Dataset items
=-=-=

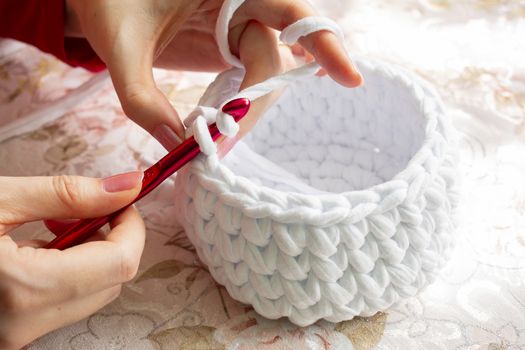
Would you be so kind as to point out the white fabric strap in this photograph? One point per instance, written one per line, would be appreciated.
(303, 27)
(225, 122)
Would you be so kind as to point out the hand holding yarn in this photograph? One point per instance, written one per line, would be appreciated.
(133, 36)
(44, 289)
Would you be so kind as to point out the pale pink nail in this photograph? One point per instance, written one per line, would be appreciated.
(122, 182)
(58, 227)
(167, 137)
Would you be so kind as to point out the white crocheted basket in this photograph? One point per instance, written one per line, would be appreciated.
(339, 203)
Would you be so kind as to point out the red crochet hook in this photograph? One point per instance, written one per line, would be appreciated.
(153, 176)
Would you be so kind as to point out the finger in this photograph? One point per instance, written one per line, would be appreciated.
(97, 265)
(62, 197)
(57, 227)
(32, 243)
(131, 71)
(262, 57)
(327, 49)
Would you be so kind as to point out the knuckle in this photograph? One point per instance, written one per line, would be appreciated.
(135, 97)
(14, 302)
(129, 265)
(67, 191)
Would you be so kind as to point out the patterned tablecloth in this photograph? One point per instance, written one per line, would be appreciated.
(472, 50)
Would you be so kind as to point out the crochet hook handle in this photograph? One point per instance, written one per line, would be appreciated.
(153, 177)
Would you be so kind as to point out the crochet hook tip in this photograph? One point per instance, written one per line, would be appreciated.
(237, 108)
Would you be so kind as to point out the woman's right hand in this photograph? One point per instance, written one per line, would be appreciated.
(42, 290)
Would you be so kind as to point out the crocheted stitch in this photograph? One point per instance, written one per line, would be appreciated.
(340, 201)
(370, 222)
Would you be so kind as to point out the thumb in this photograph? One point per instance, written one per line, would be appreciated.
(65, 197)
(132, 75)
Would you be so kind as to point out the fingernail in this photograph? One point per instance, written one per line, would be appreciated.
(167, 137)
(122, 182)
(58, 227)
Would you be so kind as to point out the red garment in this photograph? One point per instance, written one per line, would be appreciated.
(41, 23)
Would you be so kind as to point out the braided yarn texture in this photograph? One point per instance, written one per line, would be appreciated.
(372, 220)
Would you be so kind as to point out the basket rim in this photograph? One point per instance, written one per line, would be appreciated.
(434, 125)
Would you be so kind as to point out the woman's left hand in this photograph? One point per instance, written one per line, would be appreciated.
(133, 36)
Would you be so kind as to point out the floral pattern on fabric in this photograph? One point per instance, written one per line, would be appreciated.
(474, 54)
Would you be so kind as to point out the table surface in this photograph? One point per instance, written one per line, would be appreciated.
(473, 51)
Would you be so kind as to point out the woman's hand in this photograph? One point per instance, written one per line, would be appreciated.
(42, 290)
(132, 36)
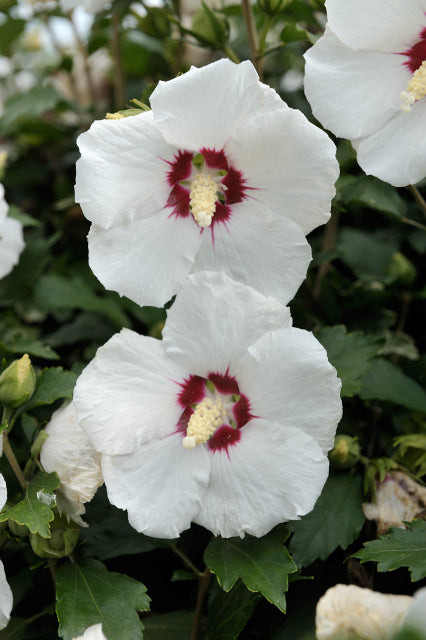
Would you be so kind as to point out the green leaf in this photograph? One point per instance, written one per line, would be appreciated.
(87, 593)
(169, 626)
(228, 613)
(263, 564)
(385, 381)
(53, 383)
(335, 521)
(34, 510)
(350, 353)
(373, 193)
(399, 548)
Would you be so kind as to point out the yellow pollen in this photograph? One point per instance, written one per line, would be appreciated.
(202, 199)
(207, 417)
(416, 88)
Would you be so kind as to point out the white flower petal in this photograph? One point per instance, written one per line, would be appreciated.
(288, 379)
(259, 249)
(161, 485)
(146, 260)
(396, 153)
(6, 598)
(271, 475)
(348, 612)
(127, 394)
(122, 173)
(68, 451)
(202, 107)
(214, 319)
(3, 492)
(382, 25)
(341, 82)
(92, 633)
(289, 164)
(11, 245)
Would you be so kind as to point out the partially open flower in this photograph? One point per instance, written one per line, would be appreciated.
(399, 499)
(348, 612)
(221, 175)
(366, 81)
(225, 422)
(11, 238)
(68, 452)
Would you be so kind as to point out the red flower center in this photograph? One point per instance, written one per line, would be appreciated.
(231, 184)
(220, 386)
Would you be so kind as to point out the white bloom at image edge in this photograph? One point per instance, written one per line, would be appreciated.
(221, 175)
(6, 597)
(366, 80)
(68, 451)
(11, 238)
(348, 612)
(225, 422)
(92, 633)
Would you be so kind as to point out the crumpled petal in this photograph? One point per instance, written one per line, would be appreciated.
(381, 25)
(348, 612)
(214, 320)
(126, 395)
(271, 475)
(68, 451)
(161, 485)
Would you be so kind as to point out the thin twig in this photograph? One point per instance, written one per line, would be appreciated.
(8, 452)
(252, 36)
(186, 560)
(203, 585)
(418, 198)
(119, 83)
(330, 235)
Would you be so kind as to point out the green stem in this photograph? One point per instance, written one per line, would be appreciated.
(253, 39)
(185, 560)
(8, 452)
(418, 198)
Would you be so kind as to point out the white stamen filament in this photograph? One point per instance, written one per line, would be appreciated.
(207, 417)
(416, 88)
(202, 199)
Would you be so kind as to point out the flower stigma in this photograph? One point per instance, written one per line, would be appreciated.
(202, 199)
(208, 415)
(416, 88)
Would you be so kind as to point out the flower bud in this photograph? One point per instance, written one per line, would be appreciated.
(64, 536)
(211, 27)
(346, 452)
(272, 7)
(17, 383)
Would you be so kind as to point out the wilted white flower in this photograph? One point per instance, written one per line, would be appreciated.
(67, 451)
(225, 422)
(399, 499)
(92, 633)
(11, 238)
(366, 81)
(6, 597)
(221, 175)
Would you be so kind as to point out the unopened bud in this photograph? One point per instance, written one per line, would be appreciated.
(17, 383)
(272, 7)
(64, 537)
(345, 453)
(210, 27)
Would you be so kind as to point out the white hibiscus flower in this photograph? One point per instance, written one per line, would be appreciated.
(366, 81)
(6, 597)
(225, 422)
(68, 452)
(348, 612)
(11, 238)
(219, 150)
(92, 633)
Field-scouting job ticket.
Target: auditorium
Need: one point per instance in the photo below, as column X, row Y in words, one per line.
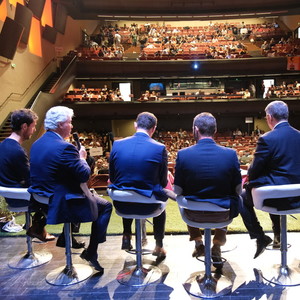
column 108, row 62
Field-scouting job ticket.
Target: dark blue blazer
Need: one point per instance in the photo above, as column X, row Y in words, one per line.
column 277, row 161
column 139, row 163
column 207, row 171
column 56, row 171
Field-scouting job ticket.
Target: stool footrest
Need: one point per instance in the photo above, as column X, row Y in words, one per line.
column 203, row 286
column 30, row 260
column 63, row 276
column 134, row 276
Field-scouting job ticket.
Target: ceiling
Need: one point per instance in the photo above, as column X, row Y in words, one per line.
column 178, row 9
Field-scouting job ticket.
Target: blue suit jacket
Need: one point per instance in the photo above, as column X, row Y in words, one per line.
column 277, row 161
column 139, row 163
column 207, row 171
column 56, row 172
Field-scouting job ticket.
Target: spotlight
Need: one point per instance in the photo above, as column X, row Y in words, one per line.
column 195, row 66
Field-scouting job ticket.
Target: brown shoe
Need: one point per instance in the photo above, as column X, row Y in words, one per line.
column 198, row 251
column 159, row 252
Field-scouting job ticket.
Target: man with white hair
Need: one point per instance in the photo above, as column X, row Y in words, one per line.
column 58, row 171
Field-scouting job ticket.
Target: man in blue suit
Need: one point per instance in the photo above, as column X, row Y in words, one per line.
column 140, row 164
column 208, row 172
column 276, row 161
column 59, row 172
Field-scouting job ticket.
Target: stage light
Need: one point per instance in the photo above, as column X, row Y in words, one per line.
column 195, row 66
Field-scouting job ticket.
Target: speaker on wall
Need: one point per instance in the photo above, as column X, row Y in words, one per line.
column 9, row 37
column 60, row 18
column 37, row 7
column 49, row 34
column 23, row 16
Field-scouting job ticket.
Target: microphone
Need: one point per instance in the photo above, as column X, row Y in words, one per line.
column 76, row 139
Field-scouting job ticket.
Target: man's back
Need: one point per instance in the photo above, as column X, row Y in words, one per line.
column 14, row 164
column 207, row 171
column 139, row 163
column 277, row 159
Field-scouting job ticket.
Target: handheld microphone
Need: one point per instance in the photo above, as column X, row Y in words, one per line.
column 76, row 139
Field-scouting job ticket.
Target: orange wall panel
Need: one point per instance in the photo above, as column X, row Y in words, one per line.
column 47, row 14
column 3, row 11
column 35, row 40
column 14, row 2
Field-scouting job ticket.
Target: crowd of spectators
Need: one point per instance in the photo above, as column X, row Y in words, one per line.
column 84, row 94
column 281, row 47
column 283, row 90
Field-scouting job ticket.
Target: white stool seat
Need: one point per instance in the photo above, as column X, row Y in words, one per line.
column 282, row 274
column 141, row 274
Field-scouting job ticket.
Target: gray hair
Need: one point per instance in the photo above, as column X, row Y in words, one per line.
column 206, row 123
column 56, row 115
column 278, row 110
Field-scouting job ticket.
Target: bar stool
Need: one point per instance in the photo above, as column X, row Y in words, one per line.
column 71, row 273
column 141, row 274
column 282, row 274
column 204, row 284
column 30, row 259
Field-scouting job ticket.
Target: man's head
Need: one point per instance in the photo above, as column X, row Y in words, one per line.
column 276, row 111
column 59, row 119
column 204, row 124
column 146, row 121
column 23, row 122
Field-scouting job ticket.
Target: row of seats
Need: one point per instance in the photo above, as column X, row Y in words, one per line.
column 204, row 284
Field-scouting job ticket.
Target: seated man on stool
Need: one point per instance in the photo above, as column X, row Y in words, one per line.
column 58, row 172
column 208, row 172
column 14, row 166
column 140, row 164
column 276, row 161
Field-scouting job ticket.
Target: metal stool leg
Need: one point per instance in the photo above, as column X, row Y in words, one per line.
column 283, row 274
column 205, row 284
column 139, row 275
column 70, row 274
column 30, row 259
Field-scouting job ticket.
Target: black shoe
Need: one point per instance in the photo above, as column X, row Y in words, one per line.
column 261, row 244
column 216, row 257
column 92, row 260
column 75, row 244
column 126, row 243
column 276, row 241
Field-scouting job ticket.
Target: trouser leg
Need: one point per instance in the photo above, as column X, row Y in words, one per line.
column 159, row 228
column 99, row 227
column 249, row 216
column 195, row 233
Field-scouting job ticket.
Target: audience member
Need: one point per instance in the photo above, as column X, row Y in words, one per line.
column 276, row 161
column 208, row 172
column 59, row 171
column 140, row 164
column 14, row 165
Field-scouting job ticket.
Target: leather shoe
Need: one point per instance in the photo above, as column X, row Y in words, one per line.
column 126, row 242
column 198, row 251
column 92, row 261
column 276, row 241
column 75, row 244
column 261, row 244
column 160, row 253
column 44, row 236
column 216, row 257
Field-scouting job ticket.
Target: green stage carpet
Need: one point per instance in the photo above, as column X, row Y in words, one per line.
column 174, row 223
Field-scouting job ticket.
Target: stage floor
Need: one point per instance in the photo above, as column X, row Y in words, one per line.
column 177, row 268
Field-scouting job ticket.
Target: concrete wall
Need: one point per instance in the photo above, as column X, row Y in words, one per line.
column 21, row 77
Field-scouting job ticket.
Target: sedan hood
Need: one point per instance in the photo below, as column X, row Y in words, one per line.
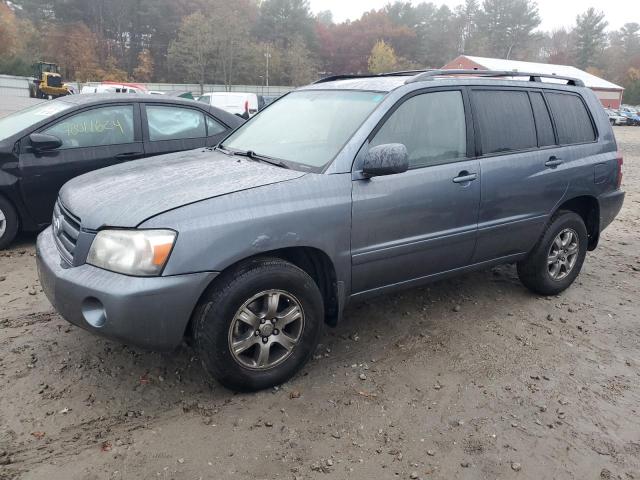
column 128, row 194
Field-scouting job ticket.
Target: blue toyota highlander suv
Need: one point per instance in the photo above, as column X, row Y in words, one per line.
column 344, row 189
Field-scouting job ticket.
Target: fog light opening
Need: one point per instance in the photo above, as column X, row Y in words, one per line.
column 93, row 312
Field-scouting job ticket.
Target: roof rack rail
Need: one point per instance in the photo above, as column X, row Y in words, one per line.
column 533, row 77
column 333, row 78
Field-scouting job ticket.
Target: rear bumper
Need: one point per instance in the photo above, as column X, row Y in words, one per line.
column 610, row 206
column 151, row 313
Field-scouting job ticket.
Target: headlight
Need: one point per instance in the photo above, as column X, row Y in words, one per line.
column 142, row 253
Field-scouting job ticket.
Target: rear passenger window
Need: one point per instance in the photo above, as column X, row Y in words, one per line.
column 543, row 120
column 431, row 125
column 572, row 119
column 505, row 120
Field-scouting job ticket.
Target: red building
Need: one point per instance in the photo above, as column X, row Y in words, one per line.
column 609, row 93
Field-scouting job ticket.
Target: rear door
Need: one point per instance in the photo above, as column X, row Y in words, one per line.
column 523, row 175
column 93, row 138
column 174, row 128
column 422, row 222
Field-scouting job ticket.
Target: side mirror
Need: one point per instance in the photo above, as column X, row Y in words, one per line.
column 387, row 159
column 43, row 142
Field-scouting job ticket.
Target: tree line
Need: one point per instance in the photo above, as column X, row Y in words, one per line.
column 282, row 42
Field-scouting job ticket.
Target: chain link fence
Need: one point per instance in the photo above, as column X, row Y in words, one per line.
column 12, row 86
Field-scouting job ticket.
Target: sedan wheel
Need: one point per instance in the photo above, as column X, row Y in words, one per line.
column 8, row 223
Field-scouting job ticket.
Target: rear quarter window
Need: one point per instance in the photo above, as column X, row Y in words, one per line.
column 573, row 121
column 505, row 120
column 544, row 126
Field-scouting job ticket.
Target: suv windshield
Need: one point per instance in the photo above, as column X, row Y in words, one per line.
column 12, row 124
column 306, row 129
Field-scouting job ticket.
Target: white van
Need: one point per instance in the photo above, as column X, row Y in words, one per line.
column 244, row 105
column 111, row 88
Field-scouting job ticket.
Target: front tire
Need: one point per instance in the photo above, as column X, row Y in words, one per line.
column 556, row 260
column 259, row 324
column 8, row 223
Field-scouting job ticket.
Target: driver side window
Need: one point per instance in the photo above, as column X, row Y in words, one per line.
column 431, row 125
column 96, row 127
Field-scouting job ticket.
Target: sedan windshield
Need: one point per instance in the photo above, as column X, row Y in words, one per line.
column 306, row 129
column 14, row 123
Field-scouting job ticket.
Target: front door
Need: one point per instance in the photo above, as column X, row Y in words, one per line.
column 410, row 226
column 91, row 139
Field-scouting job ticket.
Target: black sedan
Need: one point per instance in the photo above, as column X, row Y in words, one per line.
column 44, row 146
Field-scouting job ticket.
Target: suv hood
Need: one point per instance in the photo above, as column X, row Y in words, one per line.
column 126, row 195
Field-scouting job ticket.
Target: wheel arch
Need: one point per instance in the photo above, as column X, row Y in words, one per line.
column 315, row 262
column 588, row 208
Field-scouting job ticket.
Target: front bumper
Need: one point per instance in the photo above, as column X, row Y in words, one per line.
column 151, row 313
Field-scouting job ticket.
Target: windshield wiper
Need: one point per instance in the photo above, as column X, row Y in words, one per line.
column 220, row 148
column 261, row 158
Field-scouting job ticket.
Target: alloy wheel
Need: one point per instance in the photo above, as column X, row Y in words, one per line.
column 266, row 329
column 563, row 254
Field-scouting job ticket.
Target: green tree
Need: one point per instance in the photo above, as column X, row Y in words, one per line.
column 590, row 38
column 280, row 22
column 382, row 58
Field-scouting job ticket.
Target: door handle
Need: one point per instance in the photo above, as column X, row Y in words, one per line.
column 553, row 162
column 465, row 177
column 128, row 155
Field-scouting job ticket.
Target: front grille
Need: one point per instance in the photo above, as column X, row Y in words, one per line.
column 66, row 228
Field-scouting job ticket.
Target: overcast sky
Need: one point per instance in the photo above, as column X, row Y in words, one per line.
column 554, row 13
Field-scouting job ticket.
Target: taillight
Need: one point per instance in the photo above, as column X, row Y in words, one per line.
column 620, row 163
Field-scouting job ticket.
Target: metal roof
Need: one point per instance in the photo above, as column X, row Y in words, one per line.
column 589, row 80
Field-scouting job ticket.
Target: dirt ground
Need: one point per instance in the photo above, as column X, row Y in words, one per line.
column 468, row 378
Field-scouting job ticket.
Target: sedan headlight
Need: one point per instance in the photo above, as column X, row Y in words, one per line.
column 141, row 253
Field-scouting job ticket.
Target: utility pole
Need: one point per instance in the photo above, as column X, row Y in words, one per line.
column 267, row 56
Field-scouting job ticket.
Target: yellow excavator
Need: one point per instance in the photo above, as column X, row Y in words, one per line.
column 47, row 82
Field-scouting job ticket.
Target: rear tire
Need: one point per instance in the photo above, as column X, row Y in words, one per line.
column 8, row 223
column 556, row 260
column 259, row 324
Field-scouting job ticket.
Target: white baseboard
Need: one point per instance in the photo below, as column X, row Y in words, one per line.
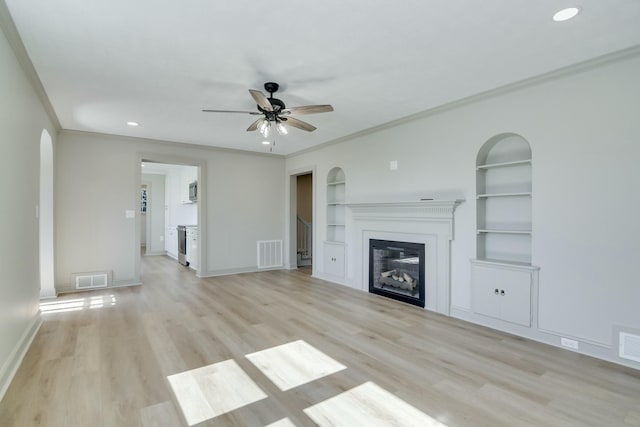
column 48, row 294
column 10, row 367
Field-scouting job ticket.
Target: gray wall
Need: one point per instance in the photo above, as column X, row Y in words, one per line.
column 98, row 179
column 22, row 120
column 584, row 132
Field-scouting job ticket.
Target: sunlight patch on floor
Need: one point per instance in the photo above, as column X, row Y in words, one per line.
column 207, row 392
column 368, row 405
column 77, row 304
column 293, row 364
column 285, row 422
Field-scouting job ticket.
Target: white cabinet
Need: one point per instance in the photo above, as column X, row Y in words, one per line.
column 334, row 261
column 193, row 255
column 503, row 291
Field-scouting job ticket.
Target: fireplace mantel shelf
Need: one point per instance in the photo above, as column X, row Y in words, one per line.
column 410, row 204
column 433, row 209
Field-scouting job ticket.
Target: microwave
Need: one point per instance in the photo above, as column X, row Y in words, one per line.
column 193, row 191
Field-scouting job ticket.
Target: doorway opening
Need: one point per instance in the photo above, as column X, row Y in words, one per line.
column 45, row 217
column 171, row 196
column 304, row 220
column 301, row 211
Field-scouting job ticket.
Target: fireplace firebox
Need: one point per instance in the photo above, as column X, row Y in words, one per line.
column 396, row 270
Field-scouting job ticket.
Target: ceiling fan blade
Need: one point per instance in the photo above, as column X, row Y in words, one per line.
column 254, row 125
column 230, row 111
column 261, row 100
column 300, row 124
column 308, row 109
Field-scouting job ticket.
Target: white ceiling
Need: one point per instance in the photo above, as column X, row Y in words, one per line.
column 159, row 62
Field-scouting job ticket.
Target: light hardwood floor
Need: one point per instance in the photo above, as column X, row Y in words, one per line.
column 104, row 359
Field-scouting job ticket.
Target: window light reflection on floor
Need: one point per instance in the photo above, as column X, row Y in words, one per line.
column 368, row 405
column 77, row 304
column 207, row 392
column 285, row 422
column 293, row 364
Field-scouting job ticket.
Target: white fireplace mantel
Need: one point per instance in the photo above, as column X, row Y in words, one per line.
column 430, row 222
column 424, row 210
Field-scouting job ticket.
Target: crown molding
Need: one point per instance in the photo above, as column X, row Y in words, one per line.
column 511, row 87
column 15, row 41
column 136, row 139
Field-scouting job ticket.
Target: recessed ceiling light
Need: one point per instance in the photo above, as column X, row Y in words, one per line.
column 566, row 14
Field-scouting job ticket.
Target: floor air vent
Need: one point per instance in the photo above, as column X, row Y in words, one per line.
column 269, row 253
column 630, row 346
column 91, row 280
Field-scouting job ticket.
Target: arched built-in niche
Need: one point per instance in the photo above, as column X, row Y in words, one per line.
column 336, row 187
column 334, row 251
column 45, row 221
column 503, row 199
column 504, row 283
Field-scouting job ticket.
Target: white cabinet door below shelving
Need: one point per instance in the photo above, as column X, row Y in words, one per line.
column 334, row 259
column 502, row 292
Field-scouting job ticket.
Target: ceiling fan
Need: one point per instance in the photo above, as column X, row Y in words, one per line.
column 275, row 113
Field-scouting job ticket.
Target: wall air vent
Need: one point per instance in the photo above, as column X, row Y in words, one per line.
column 629, row 346
column 91, row 280
column 269, row 253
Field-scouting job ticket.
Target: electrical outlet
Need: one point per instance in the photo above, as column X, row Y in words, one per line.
column 566, row 342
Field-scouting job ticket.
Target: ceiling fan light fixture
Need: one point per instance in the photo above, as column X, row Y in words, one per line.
column 566, row 14
column 264, row 127
column 282, row 129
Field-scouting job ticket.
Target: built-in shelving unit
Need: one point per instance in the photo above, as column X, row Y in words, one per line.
column 335, row 205
column 334, row 250
column 503, row 200
column 502, row 276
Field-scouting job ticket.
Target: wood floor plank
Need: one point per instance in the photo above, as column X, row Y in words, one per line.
column 107, row 363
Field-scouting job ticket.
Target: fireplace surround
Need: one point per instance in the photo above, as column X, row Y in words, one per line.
column 396, row 270
column 426, row 222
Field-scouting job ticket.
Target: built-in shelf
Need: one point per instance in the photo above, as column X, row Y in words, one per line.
column 336, row 209
column 504, row 199
column 504, row 164
column 502, row 277
column 485, row 196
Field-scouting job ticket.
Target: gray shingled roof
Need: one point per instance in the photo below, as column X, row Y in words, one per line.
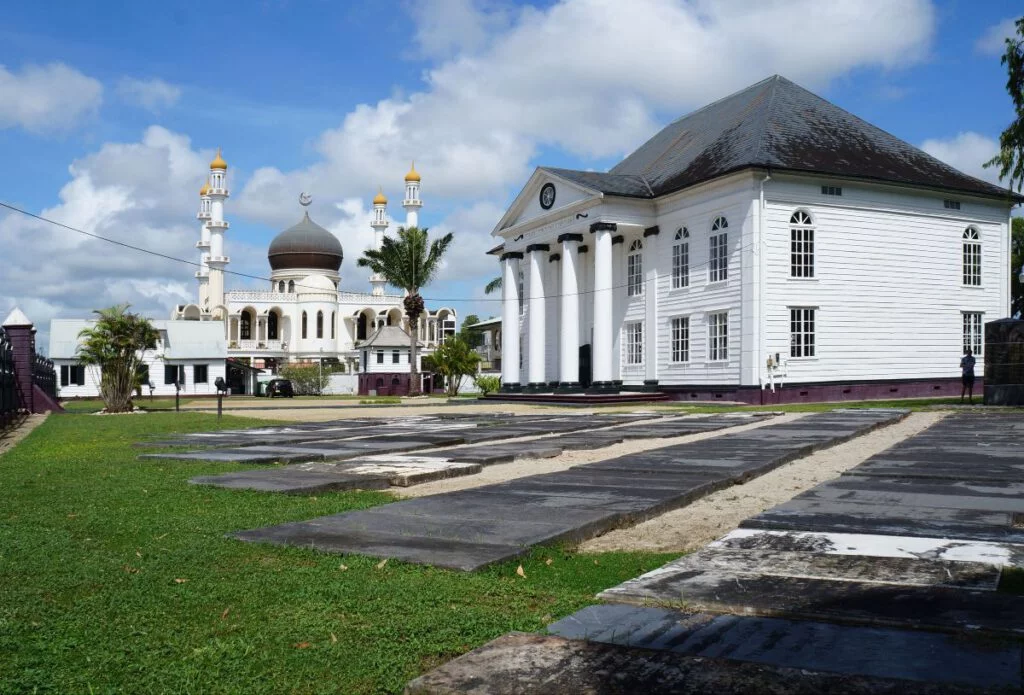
column 779, row 125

=-=-=

## What this task involves
Filter by the word "shelving": copy every line of the data that holds it.

## Answer to this exercise
Target: white cabinet door below shelving
Target: built-in shelving unit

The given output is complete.